WHAT NEEDS TO BE DONE:
Each line from the one that contains "Query: silver fish's head" to the end of the material must be quoted exactly; include both end lines and nothing else.

━━━━━━━━━━━━━━━━━━━━━━━━━━━━━━

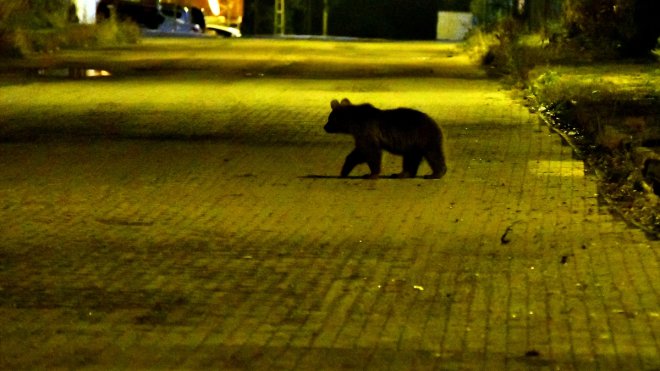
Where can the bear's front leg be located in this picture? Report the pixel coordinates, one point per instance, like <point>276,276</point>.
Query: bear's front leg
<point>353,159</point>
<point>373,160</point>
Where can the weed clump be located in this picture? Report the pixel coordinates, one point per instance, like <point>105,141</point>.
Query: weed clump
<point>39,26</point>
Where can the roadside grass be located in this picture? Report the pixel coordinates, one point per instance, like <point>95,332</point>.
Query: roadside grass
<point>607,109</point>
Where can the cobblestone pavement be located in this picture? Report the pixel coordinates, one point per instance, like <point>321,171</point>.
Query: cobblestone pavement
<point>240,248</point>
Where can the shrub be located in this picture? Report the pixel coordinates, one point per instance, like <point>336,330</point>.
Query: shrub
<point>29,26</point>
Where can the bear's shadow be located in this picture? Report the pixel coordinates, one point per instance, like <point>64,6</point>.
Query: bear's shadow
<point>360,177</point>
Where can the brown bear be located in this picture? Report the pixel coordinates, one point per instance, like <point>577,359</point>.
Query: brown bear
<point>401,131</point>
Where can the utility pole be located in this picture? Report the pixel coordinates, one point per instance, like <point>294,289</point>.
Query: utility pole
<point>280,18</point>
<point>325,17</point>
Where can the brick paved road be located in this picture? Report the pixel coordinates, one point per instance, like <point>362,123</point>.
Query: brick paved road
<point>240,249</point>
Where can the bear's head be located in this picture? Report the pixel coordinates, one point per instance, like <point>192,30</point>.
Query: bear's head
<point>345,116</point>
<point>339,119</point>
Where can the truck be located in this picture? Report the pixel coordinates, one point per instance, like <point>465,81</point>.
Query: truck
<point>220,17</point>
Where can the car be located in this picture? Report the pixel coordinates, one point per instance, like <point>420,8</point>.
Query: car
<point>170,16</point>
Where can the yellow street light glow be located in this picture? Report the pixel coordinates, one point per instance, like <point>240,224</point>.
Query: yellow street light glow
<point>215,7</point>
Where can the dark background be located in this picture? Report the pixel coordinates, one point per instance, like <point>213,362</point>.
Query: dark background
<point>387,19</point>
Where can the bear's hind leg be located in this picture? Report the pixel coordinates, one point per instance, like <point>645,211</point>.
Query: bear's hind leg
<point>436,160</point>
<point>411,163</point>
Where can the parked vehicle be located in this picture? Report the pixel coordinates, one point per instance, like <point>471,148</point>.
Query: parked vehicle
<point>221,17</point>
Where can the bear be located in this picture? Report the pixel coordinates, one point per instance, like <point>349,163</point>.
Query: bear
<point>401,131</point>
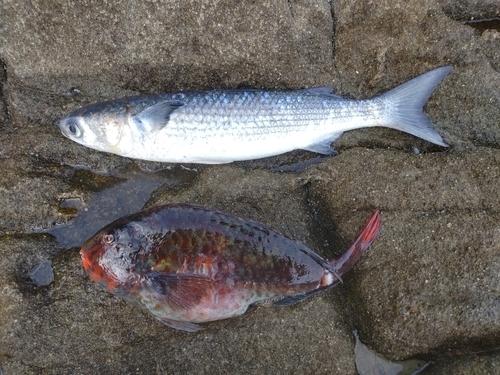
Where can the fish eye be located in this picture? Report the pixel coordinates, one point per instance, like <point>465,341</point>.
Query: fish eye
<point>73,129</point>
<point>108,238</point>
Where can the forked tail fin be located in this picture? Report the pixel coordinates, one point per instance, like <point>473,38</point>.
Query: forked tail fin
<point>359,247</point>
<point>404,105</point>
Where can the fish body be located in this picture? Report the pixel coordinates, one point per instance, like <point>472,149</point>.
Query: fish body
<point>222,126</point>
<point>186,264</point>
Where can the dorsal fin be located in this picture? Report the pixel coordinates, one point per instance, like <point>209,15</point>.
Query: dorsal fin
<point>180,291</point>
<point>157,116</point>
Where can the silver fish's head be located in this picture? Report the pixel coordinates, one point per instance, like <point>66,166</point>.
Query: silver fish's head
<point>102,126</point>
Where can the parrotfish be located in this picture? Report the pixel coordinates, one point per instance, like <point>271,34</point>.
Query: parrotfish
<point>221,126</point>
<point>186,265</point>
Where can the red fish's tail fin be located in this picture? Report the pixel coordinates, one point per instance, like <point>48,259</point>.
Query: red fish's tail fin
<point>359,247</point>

━━━━━━━━━━━━━━━━━━━━━━━━━━━━━━

ANSWER TO THIS EXERCISE:
Query: silver fish's head
<point>102,126</point>
Where can the parrotfish be located in this picture? Report the pixel coordinates, one point per instance, like <point>271,34</point>.
Query: parrotfish
<point>221,126</point>
<point>186,265</point>
Where can the red fish's tail fin be located in this picture? Report the pixel coordinates, one point per instance, like <point>48,259</point>.
Query: red fish's tail fin
<point>359,247</point>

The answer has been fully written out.